Segment Open
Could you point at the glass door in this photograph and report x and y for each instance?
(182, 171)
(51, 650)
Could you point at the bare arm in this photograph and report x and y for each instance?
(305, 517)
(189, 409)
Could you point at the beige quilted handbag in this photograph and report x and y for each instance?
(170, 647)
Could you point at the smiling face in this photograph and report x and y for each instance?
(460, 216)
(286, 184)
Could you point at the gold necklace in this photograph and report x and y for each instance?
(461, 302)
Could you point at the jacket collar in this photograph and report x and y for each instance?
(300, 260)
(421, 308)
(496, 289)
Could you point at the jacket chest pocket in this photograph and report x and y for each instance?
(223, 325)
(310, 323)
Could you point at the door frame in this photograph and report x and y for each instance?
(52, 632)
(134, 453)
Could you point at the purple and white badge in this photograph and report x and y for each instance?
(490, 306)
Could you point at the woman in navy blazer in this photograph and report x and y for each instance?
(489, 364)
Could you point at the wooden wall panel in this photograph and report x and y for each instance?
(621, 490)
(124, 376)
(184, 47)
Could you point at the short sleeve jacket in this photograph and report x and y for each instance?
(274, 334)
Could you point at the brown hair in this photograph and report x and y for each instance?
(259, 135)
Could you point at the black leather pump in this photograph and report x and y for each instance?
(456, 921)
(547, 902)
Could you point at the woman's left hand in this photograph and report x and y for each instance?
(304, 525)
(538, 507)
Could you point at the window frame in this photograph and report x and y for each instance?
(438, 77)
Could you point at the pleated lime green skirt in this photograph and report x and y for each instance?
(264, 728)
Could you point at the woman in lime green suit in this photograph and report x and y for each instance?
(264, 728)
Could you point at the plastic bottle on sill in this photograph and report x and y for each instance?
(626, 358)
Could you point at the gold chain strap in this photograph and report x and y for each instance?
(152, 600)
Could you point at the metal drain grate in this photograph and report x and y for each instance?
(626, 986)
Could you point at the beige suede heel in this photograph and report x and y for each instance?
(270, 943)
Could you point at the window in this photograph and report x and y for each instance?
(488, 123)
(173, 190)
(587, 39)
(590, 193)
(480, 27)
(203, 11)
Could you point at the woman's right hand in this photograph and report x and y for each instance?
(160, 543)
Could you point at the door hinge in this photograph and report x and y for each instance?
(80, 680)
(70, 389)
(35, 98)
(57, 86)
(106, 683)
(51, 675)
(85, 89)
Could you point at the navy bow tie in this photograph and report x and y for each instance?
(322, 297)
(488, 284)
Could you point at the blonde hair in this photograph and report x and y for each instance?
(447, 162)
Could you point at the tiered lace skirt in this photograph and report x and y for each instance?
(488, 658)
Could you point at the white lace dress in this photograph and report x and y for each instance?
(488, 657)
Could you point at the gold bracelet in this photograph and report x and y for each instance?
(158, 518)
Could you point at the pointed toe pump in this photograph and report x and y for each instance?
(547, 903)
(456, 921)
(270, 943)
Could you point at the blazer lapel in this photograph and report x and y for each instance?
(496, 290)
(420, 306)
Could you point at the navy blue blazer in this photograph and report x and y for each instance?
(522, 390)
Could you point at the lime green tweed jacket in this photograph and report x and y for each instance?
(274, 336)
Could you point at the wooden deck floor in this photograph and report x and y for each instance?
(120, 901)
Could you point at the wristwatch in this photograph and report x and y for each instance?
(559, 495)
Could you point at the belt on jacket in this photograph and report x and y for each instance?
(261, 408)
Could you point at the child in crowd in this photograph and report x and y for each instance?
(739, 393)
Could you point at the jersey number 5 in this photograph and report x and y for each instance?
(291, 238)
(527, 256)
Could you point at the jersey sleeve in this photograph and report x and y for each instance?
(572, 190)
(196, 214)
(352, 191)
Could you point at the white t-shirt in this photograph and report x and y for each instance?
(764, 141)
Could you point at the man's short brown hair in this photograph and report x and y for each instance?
Segment Closed
Assignment: Each line from the one with "Could you point at the blazer" to the end of the material should be duplicated exactly, and no other line.

Final answer:
Could you point at the blazer lapel in this photograph and report x and y for each instance?
(496, 290)
(420, 306)
Could you point at the navy blue blazer in this photograph and report x and y for each instance?
(522, 390)
Could you point at the lime green tweed jacket in this photograph and report x and y for each instance?
(274, 336)
Could you point at the wooden deck floor in this photograph and report x and y for each instance?
(120, 901)
Could you point at the wristwatch in this photograph and report x and y for each instance?
(559, 495)
Could you point at the belt on jacket in this photograph and report x and y for each instance?
(261, 408)
Could you point at the child in crowd in this photograph and report x and y for each instance?
(739, 393)
Could you point at the jersey number 5 in this photograph and report x and y for each instance?
(291, 238)
(527, 256)
Could you point at the jersey sleeve in this photograph and report x and y for each instance?
(572, 190)
(196, 214)
(352, 191)
Could you point at the white t-shirt in this photograph and report x and y for each instance?
(764, 141)
Could you point at the man's short brown hair in this photograph and report x and y for each instance?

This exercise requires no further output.